• WORK REQUEST
Whatever appears in the records apart from pictures must be reproduced exactly.
═════ MATERIALS PROVIDED ═════
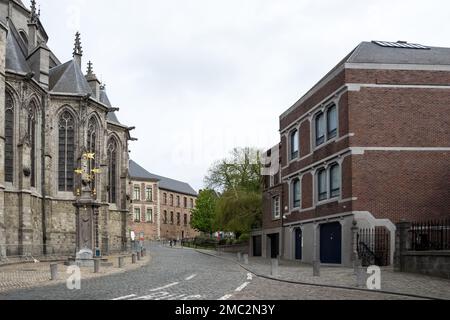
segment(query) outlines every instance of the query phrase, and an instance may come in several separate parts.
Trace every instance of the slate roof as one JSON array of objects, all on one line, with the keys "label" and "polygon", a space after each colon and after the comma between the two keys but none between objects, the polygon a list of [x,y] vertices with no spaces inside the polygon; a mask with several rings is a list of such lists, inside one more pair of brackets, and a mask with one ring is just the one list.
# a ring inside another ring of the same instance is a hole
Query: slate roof
[{"label": "slate roof", "polygon": [[197,192],[188,183],[150,173],[133,160],[130,160],[129,170],[132,179],[159,181],[160,189],[197,196]]},{"label": "slate roof", "polygon": [[450,65],[450,48],[408,49],[362,42],[347,63]]},{"label": "slate roof", "polygon": [[[104,86],[100,87],[100,102],[112,108],[112,104],[109,101],[108,95],[106,94],[106,89]],[[108,112],[108,121],[120,124],[119,119],[117,118],[116,113]]]},{"label": "slate roof", "polygon": [[6,39],[5,67],[15,72],[28,73],[31,69],[26,61],[25,46],[12,22],[9,22],[8,26],[10,32]]},{"label": "slate roof", "polygon": [[81,67],[75,60],[50,69],[50,91],[57,93],[92,94]]}]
═════
• SOLUTION TO THE PROBLEM
segment(query) outlines every instance of the query phrase, and an instance may come in several separate parts.
Trace every instance of the slate roof as one JSON array of objects, all on one line, with the keys "label" and "polygon", a space after each colon and after the comma between the two keys but none between objects, the polygon a list of [x,y] vertices with no spaces inside the polygon; a mask with several rings is a list of such lists, inside one more pair of brackets, and a mask with one ring is just the one list.
# a ring inside another ring of the same instance is a hole
Query: slate roof
[{"label": "slate roof", "polygon": [[197,192],[188,183],[150,173],[133,160],[130,160],[129,170],[132,179],[159,181],[160,189],[197,196]]},{"label": "slate roof", "polygon": [[450,65],[450,48],[408,49],[362,42],[347,63]]},{"label": "slate roof", "polygon": [[[104,86],[100,87],[100,102],[112,108],[112,104],[109,101],[108,95],[106,94],[106,89]],[[108,112],[108,121],[120,124],[119,119],[117,118],[116,113]]]},{"label": "slate roof", "polygon": [[6,39],[5,67],[15,72],[28,73],[31,69],[26,61],[25,46],[12,22],[9,22],[8,26],[10,32]]},{"label": "slate roof", "polygon": [[81,67],[75,60],[50,69],[50,91],[57,93],[92,94]]}]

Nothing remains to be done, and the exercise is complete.